* **Goal of the exercise**
Copy out the rows below word for word, starting at the line that contains "In this exercise you will annotate the man with" and ending with the line that contains "[[753, 599]]".

— begin Recorded information —

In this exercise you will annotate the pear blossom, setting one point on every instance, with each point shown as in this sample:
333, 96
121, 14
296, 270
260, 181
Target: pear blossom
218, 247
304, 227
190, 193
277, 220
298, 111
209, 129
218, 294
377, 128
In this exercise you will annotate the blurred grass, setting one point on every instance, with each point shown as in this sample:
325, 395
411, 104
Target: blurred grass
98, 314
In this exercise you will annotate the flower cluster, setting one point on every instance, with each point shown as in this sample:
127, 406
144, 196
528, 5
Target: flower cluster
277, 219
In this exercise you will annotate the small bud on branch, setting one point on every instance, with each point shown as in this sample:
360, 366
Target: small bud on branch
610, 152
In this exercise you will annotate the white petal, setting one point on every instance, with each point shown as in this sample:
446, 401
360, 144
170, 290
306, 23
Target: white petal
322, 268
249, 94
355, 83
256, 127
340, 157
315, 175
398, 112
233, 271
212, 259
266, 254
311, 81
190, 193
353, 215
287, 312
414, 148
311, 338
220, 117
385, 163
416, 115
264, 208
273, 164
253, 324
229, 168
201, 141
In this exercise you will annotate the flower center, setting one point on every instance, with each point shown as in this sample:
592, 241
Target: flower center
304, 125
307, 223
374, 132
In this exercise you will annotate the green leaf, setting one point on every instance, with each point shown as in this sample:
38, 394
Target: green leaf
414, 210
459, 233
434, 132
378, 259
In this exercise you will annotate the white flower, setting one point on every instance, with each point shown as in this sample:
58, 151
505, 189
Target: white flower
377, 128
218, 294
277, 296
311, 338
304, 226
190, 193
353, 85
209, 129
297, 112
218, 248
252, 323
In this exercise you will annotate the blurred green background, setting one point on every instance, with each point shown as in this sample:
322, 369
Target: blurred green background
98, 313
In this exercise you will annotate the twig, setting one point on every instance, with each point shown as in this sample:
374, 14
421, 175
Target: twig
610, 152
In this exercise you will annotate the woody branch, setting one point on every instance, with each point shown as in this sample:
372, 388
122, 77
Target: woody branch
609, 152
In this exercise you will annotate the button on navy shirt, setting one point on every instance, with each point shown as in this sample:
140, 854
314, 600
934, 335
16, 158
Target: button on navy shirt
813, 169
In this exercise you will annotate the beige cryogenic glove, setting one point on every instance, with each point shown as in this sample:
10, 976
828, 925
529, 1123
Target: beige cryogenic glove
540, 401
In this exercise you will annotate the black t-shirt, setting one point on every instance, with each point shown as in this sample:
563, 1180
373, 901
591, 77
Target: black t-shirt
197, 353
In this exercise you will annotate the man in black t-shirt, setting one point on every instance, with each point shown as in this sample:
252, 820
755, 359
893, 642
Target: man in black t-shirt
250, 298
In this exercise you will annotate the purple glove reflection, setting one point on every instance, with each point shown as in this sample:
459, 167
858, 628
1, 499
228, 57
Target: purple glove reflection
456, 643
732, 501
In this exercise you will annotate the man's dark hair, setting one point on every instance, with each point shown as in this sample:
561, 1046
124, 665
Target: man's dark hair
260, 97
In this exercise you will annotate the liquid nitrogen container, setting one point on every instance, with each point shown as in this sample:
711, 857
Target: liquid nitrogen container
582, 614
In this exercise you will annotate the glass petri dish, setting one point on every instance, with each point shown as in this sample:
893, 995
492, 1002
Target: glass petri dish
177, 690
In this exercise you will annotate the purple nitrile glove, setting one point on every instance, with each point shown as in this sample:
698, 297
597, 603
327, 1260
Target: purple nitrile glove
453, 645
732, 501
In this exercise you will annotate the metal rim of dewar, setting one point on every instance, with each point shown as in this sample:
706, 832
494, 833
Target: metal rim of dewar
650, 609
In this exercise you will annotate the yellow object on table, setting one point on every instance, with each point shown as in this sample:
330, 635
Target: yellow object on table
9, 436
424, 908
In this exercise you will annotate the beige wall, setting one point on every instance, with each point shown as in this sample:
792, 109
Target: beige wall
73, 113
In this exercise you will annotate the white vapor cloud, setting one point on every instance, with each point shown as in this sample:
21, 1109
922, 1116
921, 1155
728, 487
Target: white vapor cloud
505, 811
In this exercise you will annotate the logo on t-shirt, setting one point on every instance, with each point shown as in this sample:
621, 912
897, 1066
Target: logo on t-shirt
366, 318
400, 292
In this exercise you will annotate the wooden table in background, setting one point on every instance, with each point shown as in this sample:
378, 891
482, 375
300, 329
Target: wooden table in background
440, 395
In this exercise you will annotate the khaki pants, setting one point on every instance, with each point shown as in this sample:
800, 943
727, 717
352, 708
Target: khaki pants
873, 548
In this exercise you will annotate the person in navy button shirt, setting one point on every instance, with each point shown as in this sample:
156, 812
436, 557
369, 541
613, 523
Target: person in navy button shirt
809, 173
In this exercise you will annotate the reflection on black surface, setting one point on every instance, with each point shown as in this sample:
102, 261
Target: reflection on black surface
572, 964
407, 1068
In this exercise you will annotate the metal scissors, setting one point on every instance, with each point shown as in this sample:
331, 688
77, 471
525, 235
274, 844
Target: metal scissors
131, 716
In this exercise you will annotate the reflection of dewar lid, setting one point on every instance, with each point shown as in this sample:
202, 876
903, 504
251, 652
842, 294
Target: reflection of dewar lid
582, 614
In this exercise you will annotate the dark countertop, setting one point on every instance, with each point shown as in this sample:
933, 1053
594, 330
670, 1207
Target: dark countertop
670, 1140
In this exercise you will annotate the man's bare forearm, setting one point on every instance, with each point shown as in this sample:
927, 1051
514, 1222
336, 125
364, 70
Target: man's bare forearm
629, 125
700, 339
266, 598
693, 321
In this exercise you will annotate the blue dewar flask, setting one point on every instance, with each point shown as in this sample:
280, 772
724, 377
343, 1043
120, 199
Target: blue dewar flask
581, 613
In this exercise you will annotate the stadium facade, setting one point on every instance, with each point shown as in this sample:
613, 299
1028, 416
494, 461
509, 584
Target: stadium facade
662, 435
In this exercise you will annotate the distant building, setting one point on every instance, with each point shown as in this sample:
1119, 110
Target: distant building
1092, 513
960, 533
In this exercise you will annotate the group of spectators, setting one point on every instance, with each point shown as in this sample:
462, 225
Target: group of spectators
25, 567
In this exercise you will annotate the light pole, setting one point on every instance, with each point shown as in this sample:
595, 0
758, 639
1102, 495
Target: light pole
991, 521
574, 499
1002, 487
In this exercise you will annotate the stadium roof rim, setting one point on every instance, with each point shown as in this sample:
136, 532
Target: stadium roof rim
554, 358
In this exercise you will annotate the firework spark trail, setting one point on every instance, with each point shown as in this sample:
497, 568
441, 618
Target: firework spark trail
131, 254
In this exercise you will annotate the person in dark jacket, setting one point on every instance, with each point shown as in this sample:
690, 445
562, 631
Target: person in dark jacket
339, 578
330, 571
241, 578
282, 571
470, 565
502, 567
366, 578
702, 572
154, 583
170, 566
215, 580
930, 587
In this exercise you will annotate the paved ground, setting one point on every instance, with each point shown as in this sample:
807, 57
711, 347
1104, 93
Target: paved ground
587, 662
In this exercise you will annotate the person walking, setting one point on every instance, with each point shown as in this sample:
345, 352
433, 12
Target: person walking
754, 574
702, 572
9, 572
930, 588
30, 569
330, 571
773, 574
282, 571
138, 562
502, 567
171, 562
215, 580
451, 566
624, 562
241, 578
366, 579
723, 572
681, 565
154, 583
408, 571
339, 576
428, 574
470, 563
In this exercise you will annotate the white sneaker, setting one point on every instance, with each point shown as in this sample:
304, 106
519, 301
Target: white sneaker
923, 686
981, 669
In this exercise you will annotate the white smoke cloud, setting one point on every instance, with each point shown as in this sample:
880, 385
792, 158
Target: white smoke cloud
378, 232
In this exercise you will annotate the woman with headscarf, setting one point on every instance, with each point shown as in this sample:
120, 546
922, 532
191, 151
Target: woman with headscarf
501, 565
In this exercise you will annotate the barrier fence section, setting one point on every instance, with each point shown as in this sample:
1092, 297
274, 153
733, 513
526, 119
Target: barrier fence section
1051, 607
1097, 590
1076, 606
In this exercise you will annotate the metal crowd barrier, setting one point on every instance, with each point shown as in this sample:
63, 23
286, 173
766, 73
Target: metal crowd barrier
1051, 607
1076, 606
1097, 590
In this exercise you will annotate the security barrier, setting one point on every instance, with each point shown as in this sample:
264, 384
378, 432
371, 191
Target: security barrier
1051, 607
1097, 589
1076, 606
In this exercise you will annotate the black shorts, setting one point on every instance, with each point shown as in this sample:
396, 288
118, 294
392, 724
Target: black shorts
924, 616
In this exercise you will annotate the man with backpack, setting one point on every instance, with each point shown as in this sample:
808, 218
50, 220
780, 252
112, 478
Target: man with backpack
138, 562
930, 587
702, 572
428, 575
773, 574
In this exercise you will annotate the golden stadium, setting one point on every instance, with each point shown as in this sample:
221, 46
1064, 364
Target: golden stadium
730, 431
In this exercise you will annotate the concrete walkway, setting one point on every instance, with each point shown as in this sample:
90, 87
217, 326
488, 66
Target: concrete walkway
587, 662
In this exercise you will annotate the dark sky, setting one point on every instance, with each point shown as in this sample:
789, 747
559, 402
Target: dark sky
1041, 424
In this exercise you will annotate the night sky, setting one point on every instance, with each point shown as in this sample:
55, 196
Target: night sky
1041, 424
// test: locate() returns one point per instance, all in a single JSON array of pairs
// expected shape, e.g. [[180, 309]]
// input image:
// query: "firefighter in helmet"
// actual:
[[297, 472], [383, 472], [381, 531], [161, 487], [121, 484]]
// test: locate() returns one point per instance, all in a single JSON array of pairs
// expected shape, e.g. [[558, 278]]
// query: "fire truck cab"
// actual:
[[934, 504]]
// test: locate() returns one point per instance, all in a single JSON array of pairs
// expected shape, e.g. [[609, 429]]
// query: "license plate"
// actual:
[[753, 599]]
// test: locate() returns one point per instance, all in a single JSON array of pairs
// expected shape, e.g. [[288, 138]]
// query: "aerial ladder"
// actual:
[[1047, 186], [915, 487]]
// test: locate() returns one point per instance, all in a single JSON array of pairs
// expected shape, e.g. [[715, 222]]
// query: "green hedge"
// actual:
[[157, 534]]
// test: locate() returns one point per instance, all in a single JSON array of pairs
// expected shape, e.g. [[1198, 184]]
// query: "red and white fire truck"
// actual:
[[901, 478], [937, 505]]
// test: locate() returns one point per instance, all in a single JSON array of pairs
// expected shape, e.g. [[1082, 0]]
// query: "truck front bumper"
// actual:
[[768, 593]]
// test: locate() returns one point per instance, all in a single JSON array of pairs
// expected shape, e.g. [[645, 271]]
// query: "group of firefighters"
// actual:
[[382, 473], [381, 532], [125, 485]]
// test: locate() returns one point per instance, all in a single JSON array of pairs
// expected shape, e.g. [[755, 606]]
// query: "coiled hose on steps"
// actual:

— end Recorded information —

* **Result of this exercise**
In this exercise you will annotate the man with backpack, setting one point on every instance, with each point shown as in this sample:
808, 218
50, 220
780, 252
112, 478
Target: man with backpack
138, 562
930, 587
702, 572
428, 575
773, 574
In this exercise you will annotate the golden stadium, setting one point on every instance, with each point shown as in this sample:
221, 46
1064, 364
Target: golden stadium
730, 431
In this exercise you will annotate the concrete walkway, setting one point on every instance, with each point shown as in this sample:
90, 87
217, 326
488, 66
Target: concrete walkway
587, 662
In this exercise you will annotate the dark sky, setting one point on every instance, with each point shown as in this sample:
789, 747
559, 402
Target: dark sky
1041, 424
In this exercise you will annotate the night sky, setting one point on every instance, with each point shown as in this sample:
55, 196
Target: night sky
1041, 424
// test: locate() returns one point per instance, all in a single JSON array of pairs
// expected shape, e.g. [[180, 309]]
// input image:
// query: "firefighter in helmet"
// actual:
[[297, 472], [383, 472], [381, 531], [161, 487], [121, 484]]
// test: locate() returns one point per instance, all in a single JSON array of pairs
// expected shape, e.g. [[558, 278]]
// query: "fire truck cab"
// actual:
[[934, 504]]
// test: locate() returns one point per instance, all in a single JSON array of pairs
// expected shape, e.g. [[609, 429]]
// query: "license plate"
// actual:
[[753, 599]]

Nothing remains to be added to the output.